Repeat the records word for word, excluding any picture.

═══ Given information ═══

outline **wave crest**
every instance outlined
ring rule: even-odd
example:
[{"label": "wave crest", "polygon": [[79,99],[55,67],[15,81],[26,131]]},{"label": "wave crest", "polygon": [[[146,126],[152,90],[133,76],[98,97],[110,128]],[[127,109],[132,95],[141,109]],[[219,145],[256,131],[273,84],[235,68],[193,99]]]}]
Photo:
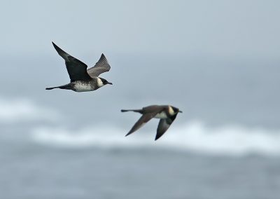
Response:
[{"label": "wave crest", "polygon": [[238,125],[209,128],[192,121],[172,126],[157,142],[155,130],[141,129],[127,137],[117,128],[87,128],[70,131],[64,128],[38,128],[31,132],[33,140],[64,147],[150,147],[168,148],[217,155],[261,153],[280,155],[280,131]]}]

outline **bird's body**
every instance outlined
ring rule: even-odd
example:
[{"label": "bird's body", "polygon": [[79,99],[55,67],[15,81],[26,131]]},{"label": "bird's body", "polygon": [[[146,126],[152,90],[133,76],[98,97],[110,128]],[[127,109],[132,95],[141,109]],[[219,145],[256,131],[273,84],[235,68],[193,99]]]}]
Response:
[{"label": "bird's body", "polygon": [[88,92],[95,90],[102,87],[103,85],[104,85],[104,84],[103,84],[102,81],[100,78],[93,77],[92,79],[90,81],[78,80],[64,85],[47,88],[46,89],[51,90],[53,88],[60,88],[72,90],[76,92]]},{"label": "bird's body", "polygon": [[175,120],[178,113],[181,112],[178,108],[170,105],[151,105],[144,107],[141,109],[121,110],[121,111],[134,111],[142,114],[142,116],[134,124],[126,136],[139,130],[151,118],[160,118],[155,140],[162,136]]},{"label": "bird's body", "polygon": [[65,60],[71,82],[63,85],[46,88],[46,90],[60,88],[76,92],[87,92],[97,90],[106,84],[112,84],[99,77],[100,74],[108,71],[111,69],[104,54],[101,55],[94,67],[87,70],[88,66],[85,64],[65,53],[54,43],[52,44],[58,54]]}]

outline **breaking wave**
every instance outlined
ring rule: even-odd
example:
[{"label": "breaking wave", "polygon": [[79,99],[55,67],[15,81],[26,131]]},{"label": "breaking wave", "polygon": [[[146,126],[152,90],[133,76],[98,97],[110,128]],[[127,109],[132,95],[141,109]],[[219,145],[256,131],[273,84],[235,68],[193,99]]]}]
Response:
[{"label": "breaking wave", "polygon": [[60,147],[168,148],[199,153],[239,156],[250,153],[280,156],[280,130],[271,131],[238,125],[209,128],[192,121],[172,126],[157,142],[155,132],[144,128],[125,137],[117,128],[86,128],[71,131],[64,128],[41,127],[31,132],[34,141]]}]

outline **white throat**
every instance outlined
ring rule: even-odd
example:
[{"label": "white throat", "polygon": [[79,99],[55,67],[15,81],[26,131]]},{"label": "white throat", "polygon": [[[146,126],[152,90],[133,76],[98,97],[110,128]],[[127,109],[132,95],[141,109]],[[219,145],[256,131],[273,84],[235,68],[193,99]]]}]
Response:
[{"label": "white throat", "polygon": [[173,110],[173,109],[172,109],[172,107],[171,106],[168,106],[168,112],[172,116],[175,115],[174,110]]},{"label": "white throat", "polygon": [[103,82],[102,82],[102,81],[101,80],[100,78],[97,77],[97,85],[98,85],[99,88],[102,87],[103,85],[104,85],[103,84]]}]

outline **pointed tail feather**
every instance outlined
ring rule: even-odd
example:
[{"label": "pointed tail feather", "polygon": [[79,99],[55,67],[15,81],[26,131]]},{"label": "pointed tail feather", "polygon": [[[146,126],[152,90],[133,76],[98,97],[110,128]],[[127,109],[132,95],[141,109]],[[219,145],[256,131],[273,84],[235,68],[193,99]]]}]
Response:
[{"label": "pointed tail feather", "polygon": [[55,86],[55,87],[49,87],[49,88],[46,88],[46,90],[52,90],[54,88],[60,88],[60,89],[66,89],[66,90],[71,90],[71,87],[70,85],[70,83],[65,84],[63,85],[59,85],[59,86]]},{"label": "pointed tail feather", "polygon": [[141,109],[121,109],[121,112],[127,112],[127,111],[134,111],[134,112],[137,112],[137,113],[142,113]]}]

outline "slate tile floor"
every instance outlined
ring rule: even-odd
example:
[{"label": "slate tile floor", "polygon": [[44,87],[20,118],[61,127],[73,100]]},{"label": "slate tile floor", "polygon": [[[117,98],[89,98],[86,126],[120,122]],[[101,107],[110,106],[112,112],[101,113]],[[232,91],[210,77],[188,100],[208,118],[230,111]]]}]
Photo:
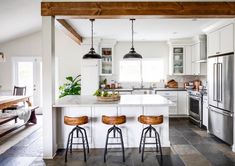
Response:
[{"label": "slate tile floor", "polygon": [[[219,139],[189,123],[187,119],[170,119],[171,148],[163,149],[164,166],[235,166],[235,153]],[[53,160],[42,159],[42,129],[0,155],[1,166],[151,166],[159,165],[159,155],[146,153],[144,163],[138,149],[126,149],[126,162],[120,153],[110,153],[103,163],[103,149],[91,150],[87,163],[81,152],[73,152],[64,163],[64,150],[58,150]]]}]

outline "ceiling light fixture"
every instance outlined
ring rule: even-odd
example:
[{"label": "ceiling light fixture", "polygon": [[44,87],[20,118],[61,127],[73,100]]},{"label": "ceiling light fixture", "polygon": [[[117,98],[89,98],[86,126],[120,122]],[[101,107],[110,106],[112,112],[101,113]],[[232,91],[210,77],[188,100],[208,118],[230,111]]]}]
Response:
[{"label": "ceiling light fixture", "polygon": [[90,19],[90,21],[91,21],[91,49],[82,58],[83,59],[101,59],[101,56],[95,52],[95,49],[93,47],[93,22],[95,21],[95,19]]},{"label": "ceiling light fixture", "polygon": [[130,19],[131,21],[131,32],[132,32],[132,42],[131,42],[131,50],[129,53],[127,53],[126,55],[124,55],[123,59],[142,59],[142,56],[140,54],[138,54],[135,51],[134,48],[134,30],[133,30],[133,24],[135,19]]}]

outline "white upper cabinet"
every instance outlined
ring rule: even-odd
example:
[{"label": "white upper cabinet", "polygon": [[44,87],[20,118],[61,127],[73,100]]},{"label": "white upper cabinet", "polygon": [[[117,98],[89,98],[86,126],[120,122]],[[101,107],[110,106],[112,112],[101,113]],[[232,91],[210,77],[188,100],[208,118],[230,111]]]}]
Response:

═══

> _Answer to the exercise_
outline **wave crest**
every instance outlined
ring rule: even-odd
example:
[{"label": "wave crest", "polygon": [[79,99],[55,67],[15,81],[26,131]]},{"label": "wave crest", "polygon": [[[146,126],[152,90],[133,76],[98,97],[110,128]],[[127,109],[132,95],[141,109]],[[219,145],[256,131],[273,84],[235,68],[193,99]]]}]
Photo:
Response:
[{"label": "wave crest", "polygon": [[238,125],[209,128],[192,121],[172,126],[157,142],[155,130],[141,129],[127,137],[117,128],[87,128],[70,131],[64,128],[38,128],[31,132],[33,140],[64,147],[150,147],[168,148],[217,155],[261,153],[280,155],[280,131]]}]

outline **bird's body**
every instance outlined
ring rule: even-odd
example:
[{"label": "bird's body", "polygon": [[79,99],[55,67],[15,81],[26,131]]},{"label": "bird's body", "polygon": [[[146,126],[152,90],[133,76],[98,97],[110,128]],[[127,109],[132,95],[141,109]],[[219,145],[256,131],[273,84],[235,68],[193,99]]]}]
Response:
[{"label": "bird's body", "polygon": [[88,92],[95,90],[102,87],[103,85],[104,85],[104,84],[103,84],[102,81],[100,78],[93,77],[92,79],[90,81],[78,80],[64,85],[47,88],[46,89],[51,90],[53,88],[60,88],[72,90],[76,92]]},{"label": "bird's body", "polygon": [[175,120],[178,113],[181,112],[178,108],[170,105],[151,105],[144,107],[141,109],[121,110],[121,111],[134,111],[142,114],[142,116],[134,124],[126,136],[139,130],[151,118],[160,118],[155,140],[162,136]]},{"label": "bird's body", "polygon": [[65,60],[71,82],[63,85],[46,88],[46,90],[60,88],[76,92],[87,92],[97,90],[106,84],[112,84],[99,77],[100,74],[108,71],[111,69],[104,54],[101,55],[94,67],[87,70],[88,66],[85,64],[65,53],[54,43],[52,44],[58,54]]}]

outline **breaking wave**
every instance outlined
ring rule: even-odd
example:
[{"label": "breaking wave", "polygon": [[79,99],[55,67],[15,81],[26,131]]},{"label": "breaking wave", "polygon": [[[146,126],[152,90],[133,76],[98,97],[110,128]],[[127,109],[132,95],[141,109]],[[219,145],[256,131],[273,84],[235,68],[193,99]]]}]
Response:
[{"label": "breaking wave", "polygon": [[60,147],[168,148],[199,153],[239,156],[250,153],[280,156],[280,130],[271,131],[238,125],[209,128],[192,121],[172,126],[157,142],[155,132],[144,128],[125,137],[117,128],[86,128],[71,131],[64,128],[41,127],[31,132],[34,141]]}]

outline **white throat**
every instance outlined
ring rule: even-odd
example:
[{"label": "white throat", "polygon": [[79,99],[55,67],[15,81],[26,131]]},{"label": "white throat", "polygon": [[[146,126],[152,90],[133,76],[98,97],[110,128]],[[127,109],[132,95],[141,109]],[[219,145],[256,131],[273,84],[235,68],[193,99]]]}]
Response:
[{"label": "white throat", "polygon": [[173,110],[173,109],[172,109],[172,107],[171,106],[168,106],[168,112],[172,116],[175,115],[174,110]]},{"label": "white throat", "polygon": [[103,82],[102,82],[102,81],[101,80],[100,78],[97,77],[97,85],[98,85],[99,88],[102,87],[103,85],[104,85],[103,84]]}]

outline **pointed tail feather**
every instance outlined
ring rule: even-odd
example:
[{"label": "pointed tail feather", "polygon": [[79,99],[55,67],[15,81],[26,131]]},{"label": "pointed tail feather", "polygon": [[[146,126],[152,90],[133,76],[98,97],[110,128]],[[127,109],[132,95],[141,109]],[[219,145],[256,131],[273,84],[235,68],[193,99]]]}]
Response:
[{"label": "pointed tail feather", "polygon": [[55,86],[55,87],[49,87],[49,88],[46,88],[46,90],[52,90],[54,88],[60,88],[60,89],[66,89],[66,90],[71,90],[71,87],[70,85],[70,83],[65,84],[63,85],[59,85],[59,86]]},{"label": "pointed tail feather", "polygon": [[141,109],[121,109],[121,112],[127,112],[127,111],[134,111],[134,112],[137,112],[137,113],[142,113]]}]

outline "slate tile floor"
every instance outlined
ring rule: even-odd
example:
[{"label": "slate tile floor", "polygon": [[44,87],[20,118],[61,127],[73,100]]},{"label": "slate tile floor", "polygon": [[[117,98],[89,98],[86,126],[120,122]],[[101,107],[110,106],[112,112],[101,113]],[[232,91],[210,77],[188,100],[208,118],[230,111]]]}]
Photo:
Response:
[{"label": "slate tile floor", "polygon": [[[219,139],[189,123],[187,119],[170,119],[171,148],[163,149],[164,166],[235,166],[235,153]],[[53,160],[42,159],[42,129],[0,155],[1,166],[151,166],[159,165],[159,155],[146,153],[144,163],[138,149],[126,149],[126,162],[120,153],[110,153],[103,163],[103,149],[91,150],[87,163],[81,152],[73,152],[64,163],[64,150],[58,150]]]}]

outline "ceiling light fixture"
every instance outlined
ring rule: even-odd
example:
[{"label": "ceiling light fixture", "polygon": [[44,87],[20,118],[61,127],[73,100]]},{"label": "ceiling light fixture", "polygon": [[[117,98],[89,98],[86,126],[120,122]],[[101,107],[110,106],[112,112],[101,113]],[[232,91],[210,77],[188,100],[208,118],[230,111]]]}]
Response:
[{"label": "ceiling light fixture", "polygon": [[90,19],[90,21],[91,21],[91,49],[82,58],[83,59],[101,59],[101,56],[95,52],[95,49],[93,47],[93,22],[95,21],[95,19]]},{"label": "ceiling light fixture", "polygon": [[130,19],[131,21],[131,32],[132,32],[132,42],[131,42],[131,50],[129,53],[127,53],[126,55],[124,55],[123,59],[142,59],[142,56],[140,54],[138,54],[135,51],[134,48],[134,30],[133,30],[133,24],[135,19]]}]

outline "white upper cabinet"
every instance outlined
ring rule: even-odd
example:
[{"label": "white upper cabinet", "polygon": [[44,87],[20,118],[61,127],[73,100]]},{"label": "white upper cabinet", "polygon": [[[117,98],[89,98],[86,126],[120,122]],[[101,107],[110,106],[112,112],[101,113]],[[232,91],[210,77],[188,100],[208,118],[230,111]]]}]
Response:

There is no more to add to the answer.